>>
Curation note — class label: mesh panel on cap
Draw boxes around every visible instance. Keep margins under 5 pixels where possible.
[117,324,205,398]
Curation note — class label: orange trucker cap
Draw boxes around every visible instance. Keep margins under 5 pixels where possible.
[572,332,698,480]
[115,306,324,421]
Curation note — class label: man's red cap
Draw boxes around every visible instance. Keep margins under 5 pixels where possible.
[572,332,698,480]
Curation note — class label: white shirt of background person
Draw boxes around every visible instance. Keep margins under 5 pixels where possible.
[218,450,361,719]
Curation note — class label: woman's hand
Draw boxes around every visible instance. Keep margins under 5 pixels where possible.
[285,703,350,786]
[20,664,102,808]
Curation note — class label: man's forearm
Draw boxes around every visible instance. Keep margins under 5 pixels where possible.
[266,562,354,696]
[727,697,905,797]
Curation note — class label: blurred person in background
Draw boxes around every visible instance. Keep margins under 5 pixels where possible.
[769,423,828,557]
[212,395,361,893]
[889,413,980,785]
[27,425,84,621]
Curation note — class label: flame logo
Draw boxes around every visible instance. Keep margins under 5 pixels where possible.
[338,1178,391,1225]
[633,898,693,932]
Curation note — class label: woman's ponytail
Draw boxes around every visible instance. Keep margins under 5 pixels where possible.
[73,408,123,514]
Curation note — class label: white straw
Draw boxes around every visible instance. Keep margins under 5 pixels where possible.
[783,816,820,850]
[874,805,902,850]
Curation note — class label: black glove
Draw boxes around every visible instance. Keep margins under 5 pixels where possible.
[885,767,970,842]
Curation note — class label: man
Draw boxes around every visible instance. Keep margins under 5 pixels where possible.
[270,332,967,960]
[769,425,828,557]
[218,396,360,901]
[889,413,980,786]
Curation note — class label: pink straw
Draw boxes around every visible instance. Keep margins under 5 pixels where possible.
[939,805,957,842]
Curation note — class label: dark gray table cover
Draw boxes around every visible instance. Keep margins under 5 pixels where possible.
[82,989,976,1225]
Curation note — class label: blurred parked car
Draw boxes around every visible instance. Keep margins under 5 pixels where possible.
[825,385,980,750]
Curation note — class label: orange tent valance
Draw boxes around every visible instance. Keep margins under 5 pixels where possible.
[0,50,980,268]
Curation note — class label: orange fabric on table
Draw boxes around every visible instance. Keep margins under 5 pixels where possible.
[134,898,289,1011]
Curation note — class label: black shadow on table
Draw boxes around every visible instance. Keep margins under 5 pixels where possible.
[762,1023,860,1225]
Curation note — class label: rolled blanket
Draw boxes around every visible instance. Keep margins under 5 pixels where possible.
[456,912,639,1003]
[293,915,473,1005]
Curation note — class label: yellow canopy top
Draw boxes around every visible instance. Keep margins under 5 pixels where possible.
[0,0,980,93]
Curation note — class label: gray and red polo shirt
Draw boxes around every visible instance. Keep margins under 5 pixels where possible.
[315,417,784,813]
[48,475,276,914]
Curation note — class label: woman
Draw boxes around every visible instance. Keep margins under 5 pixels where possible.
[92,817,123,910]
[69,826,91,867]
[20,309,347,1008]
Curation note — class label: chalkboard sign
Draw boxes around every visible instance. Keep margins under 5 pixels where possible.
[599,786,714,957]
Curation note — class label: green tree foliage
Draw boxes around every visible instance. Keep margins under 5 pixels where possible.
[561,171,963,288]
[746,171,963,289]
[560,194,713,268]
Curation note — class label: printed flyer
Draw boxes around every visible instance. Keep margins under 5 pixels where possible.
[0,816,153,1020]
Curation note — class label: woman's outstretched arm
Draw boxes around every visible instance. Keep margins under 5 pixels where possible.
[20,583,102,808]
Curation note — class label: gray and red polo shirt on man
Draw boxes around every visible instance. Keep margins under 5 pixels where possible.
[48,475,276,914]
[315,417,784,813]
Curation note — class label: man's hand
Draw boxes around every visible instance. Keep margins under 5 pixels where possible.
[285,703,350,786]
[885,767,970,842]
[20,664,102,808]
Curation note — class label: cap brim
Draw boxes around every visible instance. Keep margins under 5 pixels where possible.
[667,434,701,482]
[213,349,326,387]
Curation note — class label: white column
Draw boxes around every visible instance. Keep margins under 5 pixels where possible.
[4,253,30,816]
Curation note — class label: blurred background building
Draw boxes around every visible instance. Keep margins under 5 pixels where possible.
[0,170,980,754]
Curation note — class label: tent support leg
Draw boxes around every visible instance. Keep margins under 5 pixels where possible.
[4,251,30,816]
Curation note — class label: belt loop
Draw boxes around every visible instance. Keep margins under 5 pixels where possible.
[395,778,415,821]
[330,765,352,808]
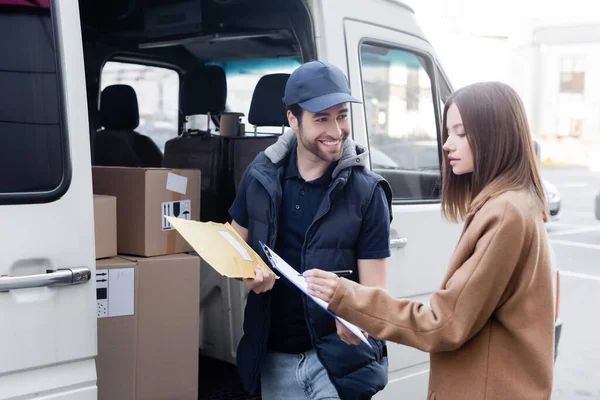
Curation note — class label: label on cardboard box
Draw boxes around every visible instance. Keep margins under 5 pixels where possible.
[96,268,135,318]
[167,172,187,194]
[160,200,192,231]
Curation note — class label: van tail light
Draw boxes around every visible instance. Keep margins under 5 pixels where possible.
[554,271,560,321]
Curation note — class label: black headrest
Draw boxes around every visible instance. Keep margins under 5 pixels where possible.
[181,65,227,115]
[100,85,140,131]
[248,74,290,126]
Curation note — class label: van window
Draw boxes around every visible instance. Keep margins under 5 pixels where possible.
[100,61,179,152]
[210,57,302,133]
[0,0,70,204]
[360,43,440,201]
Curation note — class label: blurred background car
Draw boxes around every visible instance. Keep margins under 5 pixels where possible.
[542,179,561,221]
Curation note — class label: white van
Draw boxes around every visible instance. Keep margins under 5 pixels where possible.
[0,0,560,400]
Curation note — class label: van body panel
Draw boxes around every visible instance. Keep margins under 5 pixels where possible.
[0,1,96,400]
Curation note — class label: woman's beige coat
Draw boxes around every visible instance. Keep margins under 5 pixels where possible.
[329,191,554,400]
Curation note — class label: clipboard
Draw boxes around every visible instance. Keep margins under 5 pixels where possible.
[259,242,373,347]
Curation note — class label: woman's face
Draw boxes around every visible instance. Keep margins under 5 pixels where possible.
[443,104,474,175]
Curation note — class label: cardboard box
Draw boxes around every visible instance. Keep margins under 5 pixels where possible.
[96,254,200,400]
[94,194,117,259]
[92,167,200,257]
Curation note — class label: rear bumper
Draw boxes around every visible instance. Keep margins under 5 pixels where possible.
[554,319,562,361]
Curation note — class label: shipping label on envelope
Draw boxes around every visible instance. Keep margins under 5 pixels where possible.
[165,215,271,278]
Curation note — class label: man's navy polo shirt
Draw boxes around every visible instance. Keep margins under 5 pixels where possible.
[230,147,390,354]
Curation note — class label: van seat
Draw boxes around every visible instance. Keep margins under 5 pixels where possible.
[248,74,290,133]
[181,65,227,117]
[94,85,163,167]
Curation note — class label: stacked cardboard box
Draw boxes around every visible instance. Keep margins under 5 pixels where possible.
[94,195,117,259]
[92,167,200,400]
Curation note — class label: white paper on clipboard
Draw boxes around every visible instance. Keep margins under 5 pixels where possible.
[260,243,373,347]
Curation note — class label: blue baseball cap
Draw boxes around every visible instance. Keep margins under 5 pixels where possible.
[283,61,360,112]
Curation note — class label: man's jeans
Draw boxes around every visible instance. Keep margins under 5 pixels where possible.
[261,349,340,400]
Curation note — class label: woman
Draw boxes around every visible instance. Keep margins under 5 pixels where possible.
[304,82,554,400]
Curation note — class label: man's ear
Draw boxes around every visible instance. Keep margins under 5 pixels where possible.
[287,110,298,132]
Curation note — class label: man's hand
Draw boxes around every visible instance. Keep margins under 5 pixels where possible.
[335,320,369,346]
[244,265,275,294]
[303,269,340,303]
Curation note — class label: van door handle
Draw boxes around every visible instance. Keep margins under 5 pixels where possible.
[390,238,408,249]
[0,268,92,292]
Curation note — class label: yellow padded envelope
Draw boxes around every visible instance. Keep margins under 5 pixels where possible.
[165,216,271,278]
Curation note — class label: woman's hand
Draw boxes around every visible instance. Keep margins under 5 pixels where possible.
[303,269,340,303]
[244,265,275,294]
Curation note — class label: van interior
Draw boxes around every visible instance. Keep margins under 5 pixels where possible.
[79,0,316,399]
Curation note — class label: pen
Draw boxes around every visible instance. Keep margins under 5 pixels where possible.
[298,269,352,276]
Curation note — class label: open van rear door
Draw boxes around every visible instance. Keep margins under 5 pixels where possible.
[0,0,96,400]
<<
*Task brief:* Rewrite the stretch of lines above, from the line containing "Curation note — class label: label" through the line containing "[248,74,290,126]", as a numbered list with blank lines omitted.

*Task result:*
1. Curation note — class label: label on cardboard box
2. Draw boxes around every visible instance. Keep margins under 5 pixels where possible.
3. [96,268,135,318]
4. [167,172,187,194]
5. [160,200,192,231]
6. Curation note — class label: van tail light
7. Draw boxes around every visible instance. Keep margins under 5 pixels where possible.
8. [554,271,560,321]
9. Curation note — class label: black headrest
10. Draw boxes around every visible instance. Keep margins under 5 pixels where possible.
11. [181,65,227,115]
12. [100,85,140,131]
13. [248,74,290,126]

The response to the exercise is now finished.